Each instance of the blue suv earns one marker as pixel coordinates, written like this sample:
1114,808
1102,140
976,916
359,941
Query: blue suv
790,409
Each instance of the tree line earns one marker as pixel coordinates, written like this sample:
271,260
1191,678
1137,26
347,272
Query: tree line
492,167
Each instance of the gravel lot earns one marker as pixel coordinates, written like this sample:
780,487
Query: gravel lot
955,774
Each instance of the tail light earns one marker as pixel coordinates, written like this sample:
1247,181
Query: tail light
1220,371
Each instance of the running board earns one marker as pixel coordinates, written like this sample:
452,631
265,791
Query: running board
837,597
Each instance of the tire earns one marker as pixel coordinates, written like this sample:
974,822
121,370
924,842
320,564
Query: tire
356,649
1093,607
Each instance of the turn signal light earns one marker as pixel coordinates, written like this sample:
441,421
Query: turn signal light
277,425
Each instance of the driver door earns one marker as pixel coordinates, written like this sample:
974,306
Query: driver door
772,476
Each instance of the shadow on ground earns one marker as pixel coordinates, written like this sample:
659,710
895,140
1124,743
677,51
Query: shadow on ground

GOAL OF THE EXERCISE: Please retype the data, matching it exactly.

RESULT:
Each instance of the blue suv earns one marker as pixel coordinates, written like this sample:
1114,808
1102,140
976,916
359,941
Query: blue suv
790,409
Each instance of the tree line earns one marker as pixel coordinates, written like this sample:
271,260
1191,678
1137,26
347,272
Query: tree line
492,167
Each instance of the gravel lot earns one marker as pixel coordinates, written like this sample:
780,487
Query: gravel lot
955,774
Each instance of the tail light earns one marker as pixel coordinates, written like this sample:
1247,181
Query: tail light
1220,371
Each instance of the running board earns one marker as pixel coordinates, written like this sample:
452,631
265,791
Query: running board
837,597
Each instance of the tire earns one marker as pixel coordinates, written like this sample:
974,822
121,370
924,842
320,564
Query: tire
356,649
1093,607
Each instance of the turn signal light earns one marker as pixel coordinates, written like this sample:
441,421
Query: turn signal light
277,425
Each instance of the driver door earns one marker as pixel coordinates, written like this sample:
974,306
Query: driver door
772,476
Each instance of the shadow on ground earns one marker as pixel coordinates, written like this sample:
659,710
895,140
1124,743
677,51
Query: shadow on ground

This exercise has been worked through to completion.